Print exactly the lines from the line with "Target: lake" to the last line of the data, please, both included.

Pointing dataset excerpts:
★ ★ ★ ★ ★

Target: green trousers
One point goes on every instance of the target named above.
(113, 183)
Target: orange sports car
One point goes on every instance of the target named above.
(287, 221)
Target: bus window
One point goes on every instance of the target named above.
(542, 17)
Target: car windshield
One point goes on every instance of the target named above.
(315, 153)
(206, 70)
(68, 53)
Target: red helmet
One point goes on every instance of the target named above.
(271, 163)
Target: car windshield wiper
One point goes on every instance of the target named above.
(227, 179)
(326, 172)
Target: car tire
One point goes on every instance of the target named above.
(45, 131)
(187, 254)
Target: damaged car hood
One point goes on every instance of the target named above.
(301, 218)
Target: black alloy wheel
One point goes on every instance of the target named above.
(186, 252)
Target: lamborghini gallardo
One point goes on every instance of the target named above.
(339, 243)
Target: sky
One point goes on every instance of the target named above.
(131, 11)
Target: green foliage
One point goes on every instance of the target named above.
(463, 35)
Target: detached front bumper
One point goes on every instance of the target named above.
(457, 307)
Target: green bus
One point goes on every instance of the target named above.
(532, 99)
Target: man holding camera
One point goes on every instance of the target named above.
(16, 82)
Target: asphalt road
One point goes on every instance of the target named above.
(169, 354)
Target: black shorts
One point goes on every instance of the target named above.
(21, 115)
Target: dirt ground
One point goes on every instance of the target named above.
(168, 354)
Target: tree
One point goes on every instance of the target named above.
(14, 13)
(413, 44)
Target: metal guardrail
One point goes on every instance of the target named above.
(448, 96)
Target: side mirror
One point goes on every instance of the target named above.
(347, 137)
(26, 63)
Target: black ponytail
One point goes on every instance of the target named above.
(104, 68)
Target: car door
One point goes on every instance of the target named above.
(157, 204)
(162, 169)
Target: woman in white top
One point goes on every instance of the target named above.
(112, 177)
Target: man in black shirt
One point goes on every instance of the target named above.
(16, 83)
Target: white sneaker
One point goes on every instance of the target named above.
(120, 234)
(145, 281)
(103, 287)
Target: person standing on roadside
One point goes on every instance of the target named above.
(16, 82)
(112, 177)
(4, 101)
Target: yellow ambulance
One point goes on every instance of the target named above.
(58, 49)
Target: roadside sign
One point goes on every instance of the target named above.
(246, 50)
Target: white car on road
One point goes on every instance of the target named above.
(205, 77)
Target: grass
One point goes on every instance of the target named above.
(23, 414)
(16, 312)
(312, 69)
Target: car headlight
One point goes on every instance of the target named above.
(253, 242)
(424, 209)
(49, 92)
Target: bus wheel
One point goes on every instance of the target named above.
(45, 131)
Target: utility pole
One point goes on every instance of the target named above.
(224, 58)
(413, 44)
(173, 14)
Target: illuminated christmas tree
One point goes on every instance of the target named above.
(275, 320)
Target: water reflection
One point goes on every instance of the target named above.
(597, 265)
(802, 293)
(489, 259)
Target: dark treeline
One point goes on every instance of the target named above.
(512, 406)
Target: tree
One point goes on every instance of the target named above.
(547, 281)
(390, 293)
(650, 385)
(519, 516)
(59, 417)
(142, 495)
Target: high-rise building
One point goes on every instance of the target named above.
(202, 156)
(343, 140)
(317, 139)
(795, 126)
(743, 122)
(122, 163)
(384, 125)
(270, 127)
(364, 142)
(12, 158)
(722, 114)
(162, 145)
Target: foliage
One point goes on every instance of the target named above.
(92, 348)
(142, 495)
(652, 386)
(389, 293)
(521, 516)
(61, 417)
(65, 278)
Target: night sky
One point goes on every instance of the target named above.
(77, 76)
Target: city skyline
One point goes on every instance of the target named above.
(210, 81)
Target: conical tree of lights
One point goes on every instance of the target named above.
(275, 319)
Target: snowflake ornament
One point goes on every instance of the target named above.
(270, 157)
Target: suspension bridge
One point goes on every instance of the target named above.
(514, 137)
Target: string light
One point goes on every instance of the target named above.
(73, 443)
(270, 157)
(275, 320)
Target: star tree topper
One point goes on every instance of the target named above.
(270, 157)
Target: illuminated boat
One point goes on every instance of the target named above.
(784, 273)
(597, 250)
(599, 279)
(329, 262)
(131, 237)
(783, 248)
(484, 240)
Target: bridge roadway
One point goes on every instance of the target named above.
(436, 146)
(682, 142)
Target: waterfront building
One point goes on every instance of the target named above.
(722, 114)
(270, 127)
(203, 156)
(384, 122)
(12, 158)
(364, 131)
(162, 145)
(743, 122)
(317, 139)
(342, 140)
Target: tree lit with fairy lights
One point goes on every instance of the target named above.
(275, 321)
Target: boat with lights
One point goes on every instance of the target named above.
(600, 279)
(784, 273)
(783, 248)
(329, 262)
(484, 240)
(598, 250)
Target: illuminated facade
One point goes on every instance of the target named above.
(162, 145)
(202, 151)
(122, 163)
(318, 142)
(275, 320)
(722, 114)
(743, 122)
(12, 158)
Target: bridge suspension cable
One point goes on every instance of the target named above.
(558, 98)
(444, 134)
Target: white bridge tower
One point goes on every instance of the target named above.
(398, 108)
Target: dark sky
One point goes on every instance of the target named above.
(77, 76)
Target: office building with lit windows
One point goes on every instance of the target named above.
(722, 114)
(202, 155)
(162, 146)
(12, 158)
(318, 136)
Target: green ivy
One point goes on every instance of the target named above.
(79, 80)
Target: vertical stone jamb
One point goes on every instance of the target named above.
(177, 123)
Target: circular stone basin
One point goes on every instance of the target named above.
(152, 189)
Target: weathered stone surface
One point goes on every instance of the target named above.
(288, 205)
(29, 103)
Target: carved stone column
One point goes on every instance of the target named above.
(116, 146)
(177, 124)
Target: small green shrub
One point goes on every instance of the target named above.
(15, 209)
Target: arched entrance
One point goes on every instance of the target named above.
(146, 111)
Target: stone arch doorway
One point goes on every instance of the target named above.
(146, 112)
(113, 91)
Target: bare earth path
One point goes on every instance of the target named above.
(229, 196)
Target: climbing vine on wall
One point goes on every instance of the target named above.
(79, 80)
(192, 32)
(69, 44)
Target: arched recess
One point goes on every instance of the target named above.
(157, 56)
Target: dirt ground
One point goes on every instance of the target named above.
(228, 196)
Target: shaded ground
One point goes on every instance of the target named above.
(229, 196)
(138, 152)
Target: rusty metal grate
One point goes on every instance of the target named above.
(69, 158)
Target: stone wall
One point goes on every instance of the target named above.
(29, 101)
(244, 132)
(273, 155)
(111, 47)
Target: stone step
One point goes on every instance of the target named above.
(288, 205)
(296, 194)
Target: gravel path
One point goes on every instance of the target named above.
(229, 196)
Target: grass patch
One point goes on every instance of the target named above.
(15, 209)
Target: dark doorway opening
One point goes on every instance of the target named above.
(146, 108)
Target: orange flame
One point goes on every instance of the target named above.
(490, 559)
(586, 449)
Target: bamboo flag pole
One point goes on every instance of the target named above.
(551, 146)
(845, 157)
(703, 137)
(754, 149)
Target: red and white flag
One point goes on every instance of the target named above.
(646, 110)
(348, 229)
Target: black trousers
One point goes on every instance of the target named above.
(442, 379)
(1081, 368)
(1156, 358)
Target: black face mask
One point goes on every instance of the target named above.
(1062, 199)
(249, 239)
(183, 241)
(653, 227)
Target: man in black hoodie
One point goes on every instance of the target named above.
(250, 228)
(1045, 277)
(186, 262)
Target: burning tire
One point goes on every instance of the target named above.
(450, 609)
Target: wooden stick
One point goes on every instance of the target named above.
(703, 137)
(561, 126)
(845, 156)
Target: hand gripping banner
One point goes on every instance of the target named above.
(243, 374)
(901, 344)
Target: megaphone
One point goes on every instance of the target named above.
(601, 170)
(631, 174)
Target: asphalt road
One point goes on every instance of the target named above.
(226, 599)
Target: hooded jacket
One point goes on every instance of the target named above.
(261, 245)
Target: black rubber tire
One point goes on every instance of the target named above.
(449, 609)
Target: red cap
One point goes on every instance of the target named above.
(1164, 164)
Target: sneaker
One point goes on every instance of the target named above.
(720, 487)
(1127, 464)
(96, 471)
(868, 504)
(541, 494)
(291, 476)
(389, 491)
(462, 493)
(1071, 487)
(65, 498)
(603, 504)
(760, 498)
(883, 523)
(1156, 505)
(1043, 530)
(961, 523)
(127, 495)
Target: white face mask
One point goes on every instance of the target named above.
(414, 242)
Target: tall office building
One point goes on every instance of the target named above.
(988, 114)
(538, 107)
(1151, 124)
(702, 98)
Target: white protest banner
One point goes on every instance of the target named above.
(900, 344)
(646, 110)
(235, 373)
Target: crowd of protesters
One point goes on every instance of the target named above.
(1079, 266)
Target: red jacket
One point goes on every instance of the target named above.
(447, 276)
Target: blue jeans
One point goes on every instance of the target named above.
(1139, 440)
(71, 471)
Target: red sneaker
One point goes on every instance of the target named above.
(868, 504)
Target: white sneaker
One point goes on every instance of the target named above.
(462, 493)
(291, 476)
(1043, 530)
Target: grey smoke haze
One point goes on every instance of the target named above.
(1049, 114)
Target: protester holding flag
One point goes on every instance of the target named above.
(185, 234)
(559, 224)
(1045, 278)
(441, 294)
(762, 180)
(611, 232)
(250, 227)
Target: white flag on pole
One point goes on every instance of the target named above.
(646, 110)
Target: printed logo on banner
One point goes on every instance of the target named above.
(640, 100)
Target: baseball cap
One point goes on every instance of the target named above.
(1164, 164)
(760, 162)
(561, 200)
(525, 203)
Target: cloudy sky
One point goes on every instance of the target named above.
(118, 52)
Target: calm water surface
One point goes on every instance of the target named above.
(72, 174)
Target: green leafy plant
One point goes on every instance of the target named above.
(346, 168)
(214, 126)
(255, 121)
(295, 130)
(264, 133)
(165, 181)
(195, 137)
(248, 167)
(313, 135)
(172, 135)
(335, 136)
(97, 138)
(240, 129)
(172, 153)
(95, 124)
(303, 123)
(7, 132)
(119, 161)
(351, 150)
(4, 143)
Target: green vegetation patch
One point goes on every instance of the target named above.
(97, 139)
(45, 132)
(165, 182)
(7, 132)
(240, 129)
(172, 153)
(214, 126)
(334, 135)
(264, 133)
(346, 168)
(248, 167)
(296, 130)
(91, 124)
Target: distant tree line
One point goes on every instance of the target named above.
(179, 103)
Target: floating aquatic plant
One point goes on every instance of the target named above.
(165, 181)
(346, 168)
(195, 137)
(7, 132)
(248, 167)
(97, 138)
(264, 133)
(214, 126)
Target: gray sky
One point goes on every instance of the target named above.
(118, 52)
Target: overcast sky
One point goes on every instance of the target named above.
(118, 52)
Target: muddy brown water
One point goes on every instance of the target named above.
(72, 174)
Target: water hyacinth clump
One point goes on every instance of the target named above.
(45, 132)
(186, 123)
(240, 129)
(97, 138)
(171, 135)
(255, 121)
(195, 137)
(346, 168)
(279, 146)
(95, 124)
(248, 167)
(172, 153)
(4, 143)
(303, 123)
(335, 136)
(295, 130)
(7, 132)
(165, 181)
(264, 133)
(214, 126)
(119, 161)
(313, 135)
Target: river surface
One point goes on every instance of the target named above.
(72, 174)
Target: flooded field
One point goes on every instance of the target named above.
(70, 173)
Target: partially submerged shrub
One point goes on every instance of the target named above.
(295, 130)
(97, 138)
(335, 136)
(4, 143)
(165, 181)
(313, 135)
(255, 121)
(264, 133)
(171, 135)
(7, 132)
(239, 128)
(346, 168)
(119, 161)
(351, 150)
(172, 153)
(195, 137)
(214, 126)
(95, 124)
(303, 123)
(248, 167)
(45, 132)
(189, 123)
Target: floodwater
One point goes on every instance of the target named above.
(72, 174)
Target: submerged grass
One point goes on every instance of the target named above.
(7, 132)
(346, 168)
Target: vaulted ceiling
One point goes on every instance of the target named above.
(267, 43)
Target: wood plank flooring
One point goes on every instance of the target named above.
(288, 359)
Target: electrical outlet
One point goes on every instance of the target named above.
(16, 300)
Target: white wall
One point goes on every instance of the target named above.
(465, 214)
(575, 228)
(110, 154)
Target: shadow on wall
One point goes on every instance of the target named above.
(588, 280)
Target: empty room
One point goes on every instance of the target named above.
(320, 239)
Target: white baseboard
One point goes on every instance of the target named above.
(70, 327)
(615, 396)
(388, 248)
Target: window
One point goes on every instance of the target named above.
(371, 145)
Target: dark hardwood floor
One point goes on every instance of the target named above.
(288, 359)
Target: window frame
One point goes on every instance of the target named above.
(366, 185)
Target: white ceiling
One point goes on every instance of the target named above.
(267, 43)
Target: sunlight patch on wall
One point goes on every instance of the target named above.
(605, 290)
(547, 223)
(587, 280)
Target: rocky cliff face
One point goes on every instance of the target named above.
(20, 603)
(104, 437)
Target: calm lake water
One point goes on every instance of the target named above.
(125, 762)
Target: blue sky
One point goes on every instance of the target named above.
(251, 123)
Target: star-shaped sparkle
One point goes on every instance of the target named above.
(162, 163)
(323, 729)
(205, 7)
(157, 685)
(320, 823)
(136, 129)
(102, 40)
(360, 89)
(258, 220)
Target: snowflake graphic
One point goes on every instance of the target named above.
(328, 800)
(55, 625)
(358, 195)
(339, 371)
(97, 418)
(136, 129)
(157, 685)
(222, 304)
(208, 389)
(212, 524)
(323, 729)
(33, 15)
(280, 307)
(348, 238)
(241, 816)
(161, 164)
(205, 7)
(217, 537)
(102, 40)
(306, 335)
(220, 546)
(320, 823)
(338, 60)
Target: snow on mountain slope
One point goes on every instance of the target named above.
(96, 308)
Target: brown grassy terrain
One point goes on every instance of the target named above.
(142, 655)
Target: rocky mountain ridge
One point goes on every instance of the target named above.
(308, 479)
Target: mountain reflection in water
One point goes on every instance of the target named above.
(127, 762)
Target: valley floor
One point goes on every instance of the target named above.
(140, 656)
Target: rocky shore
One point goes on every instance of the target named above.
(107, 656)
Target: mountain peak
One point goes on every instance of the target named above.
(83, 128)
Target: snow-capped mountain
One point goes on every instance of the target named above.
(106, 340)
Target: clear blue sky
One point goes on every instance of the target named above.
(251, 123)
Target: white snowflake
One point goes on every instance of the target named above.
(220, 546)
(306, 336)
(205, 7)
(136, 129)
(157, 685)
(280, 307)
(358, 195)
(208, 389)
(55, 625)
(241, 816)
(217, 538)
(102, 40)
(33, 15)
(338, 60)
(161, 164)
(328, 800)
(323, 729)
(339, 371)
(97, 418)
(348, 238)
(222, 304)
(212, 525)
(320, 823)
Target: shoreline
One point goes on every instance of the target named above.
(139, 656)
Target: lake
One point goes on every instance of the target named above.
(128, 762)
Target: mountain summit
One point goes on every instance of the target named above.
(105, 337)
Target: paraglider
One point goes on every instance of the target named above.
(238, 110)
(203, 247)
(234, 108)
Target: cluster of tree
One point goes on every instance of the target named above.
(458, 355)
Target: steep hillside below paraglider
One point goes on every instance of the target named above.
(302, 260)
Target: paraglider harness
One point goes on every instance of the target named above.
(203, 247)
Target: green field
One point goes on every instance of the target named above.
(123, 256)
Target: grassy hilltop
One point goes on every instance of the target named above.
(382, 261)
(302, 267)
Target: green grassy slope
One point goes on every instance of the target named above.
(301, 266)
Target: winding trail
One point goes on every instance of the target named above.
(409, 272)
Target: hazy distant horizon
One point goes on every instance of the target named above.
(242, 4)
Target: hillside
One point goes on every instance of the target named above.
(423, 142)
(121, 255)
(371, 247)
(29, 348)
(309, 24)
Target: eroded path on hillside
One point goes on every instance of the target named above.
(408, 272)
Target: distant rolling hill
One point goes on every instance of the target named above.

★ ★ ★ ★ ★

* [Written reply]
Target: lake
One point goes on every instance of the target named above.
(128, 762)
Target: mountain summit
One point goes on every instance of the target named above.
(105, 337)
Target: paraglider
One point goes on every instance of the target named above.
(238, 110)
(203, 247)
(234, 108)
Target: cluster of tree
One point goes on every instance of the target named above.
(458, 355)
Target: steep hillside below paraglider
One point goes on every instance of the target named above.
(302, 260)
Target: paraglider harness
One point goes on every instance of the target named above.
(203, 247)
Target: green field
One point goes on every instance of the target named above.
(123, 256)
Target: grassy hilltop
One point goes on every instance of the target named above.
(382, 261)
(302, 267)
Target: green grassy slope
One point goes on every instance of the target named above.
(301, 266)
Target: winding trail
One point goes on every instance of the target named above.
(409, 272)
Target: hazy distant horizon
One point goes on every instance of the target named above.
(242, 4)
Target: hillside
One point goes on every instance of the target named above.
(423, 142)
(121, 255)
(371, 247)
(29, 348)
(309, 24)
Target: eroded path on hillside
One point goes on every instance of the target named above.
(408, 272)
Target: distant rolling hill
One point goes on every instance of the target named above.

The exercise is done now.